*QUOTED TEXT*.
-.-.-

Shareholders and lawyers are out for blood -- homing in on Cisco's aggressive lending and accounting practices

April 23, 2001

5 Min Read
Cisco Socked with Shareholder Suits

A week after Cisco Systems Inc. (Nasdaq: CSCO) announced a $2.5 billion inventory write-off (see Cisco's Inventory Woes Mount), investors and their lawyers are taking aim at the company and its officers (see Cisco Faces Another Suit).

It's common for shareholder lawsuits to emerge after a precipitous drop in stock price, regardless of cause. Cisco's case is interesting, however, because it is being hit by several suits targeting its accounting practices at a time when those very practices are coming under increased scrutiny.

“This is one of the most egregious abuses of insider trading that we have ever encountered,” says William Lerach, a partner at the law firm Milberg Weiss Bershad Hynes and Lerach LLP, which filed suit against Cisco on Friday.

Milberg Weiss is one of at least two firms that have already filed federal lawsuits in California and in Maryland on behalf of shareholders, alleging that Cisco and its officers violated federal securities laws by disseminating false and misleading information about its products, financial results, and prospects for fiscal 2001 and 2002 and beyond.

Investors typically file shareholder lawsuits after a company pre-announces negative earnings news, says Daniel Sommers a partner at Cohen Milstein Hausfeld & Toll, a firm that also handles shareholder lawsuits. Foundry Networks Inc. (Nasdaq: FDRY) and Lucent Technologies Inc. (NYSE: LU) have also been targets of similar lawsuits since the market took a nose-dive back in December (see Foundry Slapped With Shareholder Suit).

Many of these suits never make it to trial, because they are either dismissed or settled out of court. But analysts who follow Cisco think that shareholders could have a good case against the company.

“This was the biggest inventory write-off in the technology sector ever,” says Gina Sockolow, an analyst with Buckingham Research Associates (BRA). "I think the inventory write down and the implications on future earnings are so great that the suit might actually have legs. But what it comes down to is what they knew and when they knew it."

The lawsuits center around Cisco’s accounting practices, which the suits claim are in violation of Financial Accounting Standards Board (FASB) and Securities and Exchange Commission (SEC) rules.

-.-.-

*DATA EXCERPT*.
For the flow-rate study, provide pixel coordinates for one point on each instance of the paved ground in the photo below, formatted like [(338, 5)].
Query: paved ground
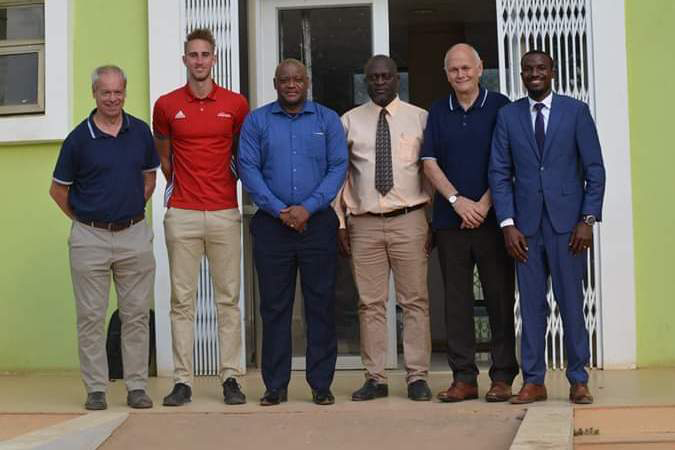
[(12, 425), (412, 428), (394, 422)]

-.-.-

*SET TASK*.
Reproduce the passage of the article on the Cisco shareholder suits starting with "A week after" and going on through "under increased scrutiny.".

*CORRECT OUTPUT*.
A week after Cisco Systems Inc. (Nasdaq: CSCO) announced a $2.5 billion inventory write-off (see Cisco's Inventory Woes Mount), investors and their lawyers are taking aim at the company and its officers (see Cisco Faces Another Suit).

It's common for shareholder lawsuits to emerge after a precipitous drop in stock price, regardless of cause. Cisco's case is interesting, however, because it is being hit by several suits targeting its accounting practices at a time when those very practices are coming under increased scrutiny.